Exercise set
a – According to the Perl tutorial, which switch did David use so that Perl would warn him of compile-time warnings?
b – Rewrite the paragraph of the Perl tutorial that begins "First, to point out good coding practices" as a brief list, keeping its main facts.
c – Copy the passage of the Perl tutorial word for word, starting with "Last time, I" and going on through "for non-numeric characters.".

"Linux Gazette...making Linux just a little more fun!"

Learning Perl, part 4

By Ben Okopnik

The Internet Revolution was founded on open systems; an open system is one whose software you can look at, a box you can unwrap and play with. It's not about secret binaries or crippleware or brother-can-you-spare-a-dime shareware. If everyone always had hidden software, you wouldn't have 1/100th the useful software you have right now.
And you wouldn't have Perl.
-- Tom Christiansen

Overview

If you have been following this series, you now have a few tools - perhaps you've even experimented with them - which can be used to build scripts. So, this month we're going to take a look at actually building some, particularly by using the "open" function which allows us to assign filehandles to files, sockets, and pipes. "open" is a major building block in using Perl, so we'll give it a good long look.

Excercises

Last time, I mentioned writing a few scripts for practice. Let's take a look at a few possible ways to do that.

The first one was a script that would take a number as input, and print "Hello!" that many times. It would also test the input for illegal (non-numeric) characters. Here is a good example, sent in by David Zhuwao:

#! /usr/bin/perl -w
#@author David Zhuwao
#@since Apr/19/'01
print "Enter number of times to loop: ";
#get input and assign it to a variable.
chomp ($input = <>);
# check the input for non-numeric characters.
if ($input !~ m/\D/ && length($input) > 0) {
    for ($i = 0; $i < $input; $i++) {
        print "Hello!\n";
    }
} else {
    print "Non-numeric input.\n";
}

First, to point out good coding practices: David has used the "-w" switch so that Perl will warn him if there are any compile-time warnings - an excellent habit. He has also used whitespace (blank lines and tabs) effectively to make the code easy to read, as well as commenting it liberally. Also, rather than checking for the presence of a number (which would create a problem with input like "1A"), he is testing for non-numerical characters and a length greater than zero - good thinking!

Minor points (note that none of these are problems as such, simply observations): in using the match operator, "m//", the "m" is unnecessary unless the delimiter is something other than "/". As well, the Perl "for/foreach" loop would be more compact than the C-like "for" loop, while still fulfilling the function:

print "Hello!\n" for 1 .. $input;

It would also render "$i" unnnecessary. Other than those minor nits - well done, David!

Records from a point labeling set

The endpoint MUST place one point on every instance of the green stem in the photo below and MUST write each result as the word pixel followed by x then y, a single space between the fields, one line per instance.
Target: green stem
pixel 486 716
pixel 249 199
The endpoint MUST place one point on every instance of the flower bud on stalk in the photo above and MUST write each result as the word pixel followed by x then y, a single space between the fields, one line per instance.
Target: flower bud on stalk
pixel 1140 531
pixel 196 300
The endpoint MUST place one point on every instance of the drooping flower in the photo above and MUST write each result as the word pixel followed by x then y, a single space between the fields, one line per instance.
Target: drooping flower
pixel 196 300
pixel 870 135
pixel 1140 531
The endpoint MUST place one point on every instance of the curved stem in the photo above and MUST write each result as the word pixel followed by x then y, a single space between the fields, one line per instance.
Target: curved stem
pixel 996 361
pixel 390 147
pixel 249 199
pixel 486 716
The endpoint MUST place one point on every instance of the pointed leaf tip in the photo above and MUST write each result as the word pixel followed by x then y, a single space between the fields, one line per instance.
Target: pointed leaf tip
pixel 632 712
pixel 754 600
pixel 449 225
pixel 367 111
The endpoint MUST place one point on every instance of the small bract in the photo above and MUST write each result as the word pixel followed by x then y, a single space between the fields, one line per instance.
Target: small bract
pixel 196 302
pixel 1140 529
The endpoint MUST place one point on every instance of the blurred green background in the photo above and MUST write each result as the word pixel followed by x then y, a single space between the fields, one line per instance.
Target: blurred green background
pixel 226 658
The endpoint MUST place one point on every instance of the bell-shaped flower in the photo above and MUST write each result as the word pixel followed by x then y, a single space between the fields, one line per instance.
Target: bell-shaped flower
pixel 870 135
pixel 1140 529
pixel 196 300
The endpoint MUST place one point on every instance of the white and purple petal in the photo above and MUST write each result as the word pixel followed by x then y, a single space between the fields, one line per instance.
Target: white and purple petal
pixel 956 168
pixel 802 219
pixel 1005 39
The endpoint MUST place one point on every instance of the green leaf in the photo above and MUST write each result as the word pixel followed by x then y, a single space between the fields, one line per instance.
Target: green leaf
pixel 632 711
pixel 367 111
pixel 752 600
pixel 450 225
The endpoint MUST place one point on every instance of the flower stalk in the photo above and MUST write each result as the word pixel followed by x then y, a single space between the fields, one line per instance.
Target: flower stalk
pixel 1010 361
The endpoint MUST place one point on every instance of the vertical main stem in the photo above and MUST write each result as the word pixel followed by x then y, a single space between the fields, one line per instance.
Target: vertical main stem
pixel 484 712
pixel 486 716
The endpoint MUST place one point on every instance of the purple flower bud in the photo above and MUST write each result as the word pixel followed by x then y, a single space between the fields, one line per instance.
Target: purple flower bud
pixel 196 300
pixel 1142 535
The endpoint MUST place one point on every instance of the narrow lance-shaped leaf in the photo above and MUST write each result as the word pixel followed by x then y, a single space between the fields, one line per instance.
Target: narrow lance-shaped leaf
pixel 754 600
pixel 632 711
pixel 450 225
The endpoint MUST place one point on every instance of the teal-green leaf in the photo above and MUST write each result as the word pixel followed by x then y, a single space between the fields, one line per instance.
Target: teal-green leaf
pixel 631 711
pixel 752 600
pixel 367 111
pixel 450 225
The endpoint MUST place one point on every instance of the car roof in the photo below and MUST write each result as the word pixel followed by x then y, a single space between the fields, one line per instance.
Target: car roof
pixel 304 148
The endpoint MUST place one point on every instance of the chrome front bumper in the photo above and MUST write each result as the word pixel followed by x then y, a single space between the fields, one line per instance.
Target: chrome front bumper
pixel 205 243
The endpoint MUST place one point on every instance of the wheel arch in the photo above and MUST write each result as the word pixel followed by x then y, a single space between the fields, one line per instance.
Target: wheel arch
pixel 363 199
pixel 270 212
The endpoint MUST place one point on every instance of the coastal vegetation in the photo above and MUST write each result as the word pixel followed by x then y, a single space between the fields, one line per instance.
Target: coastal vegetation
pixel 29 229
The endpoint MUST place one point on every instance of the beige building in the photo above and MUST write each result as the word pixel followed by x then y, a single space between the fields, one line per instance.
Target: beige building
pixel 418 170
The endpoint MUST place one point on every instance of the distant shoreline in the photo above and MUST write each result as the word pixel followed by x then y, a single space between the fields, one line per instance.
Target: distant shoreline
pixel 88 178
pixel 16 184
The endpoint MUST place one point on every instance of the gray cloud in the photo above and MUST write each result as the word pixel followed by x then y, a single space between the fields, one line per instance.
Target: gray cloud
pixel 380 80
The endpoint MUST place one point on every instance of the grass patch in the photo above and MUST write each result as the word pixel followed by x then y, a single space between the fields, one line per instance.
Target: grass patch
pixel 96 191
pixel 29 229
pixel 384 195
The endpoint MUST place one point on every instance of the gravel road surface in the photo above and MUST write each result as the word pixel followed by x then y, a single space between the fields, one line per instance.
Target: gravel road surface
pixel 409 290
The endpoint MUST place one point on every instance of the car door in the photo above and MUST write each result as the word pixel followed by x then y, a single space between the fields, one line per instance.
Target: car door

The answers
a – The "-w" switch.

b –
- David used the "-w" switch so Perl warns him of compile-time warnings, an excellent habit.
- He used whitespace (blank lines and tabs) to make the code easy to read.
- He commented the code liberally.
- He tested for non-numerical characters and a length greater than zero rather than checking for a number, which would create a problem with input like "1A".

c –
Last time, I mentioned writing a few scripts for practice. Let's take a look at a few possible ways to do that.

The first one was a script that would take a number as input, and print "Hello!" that many times. It would also test the input for illegal (non-numeric) characters. Here is a good example, sent in by David Zhuwao:

#! /usr/bin/perl -w
#@author David Zhuwao
#@since Apr/19/'01
print "Enter number of times to loop: ";
#get input and assign it to a variable.
chomp ($input = <>);
# check the input for non-numeric characters.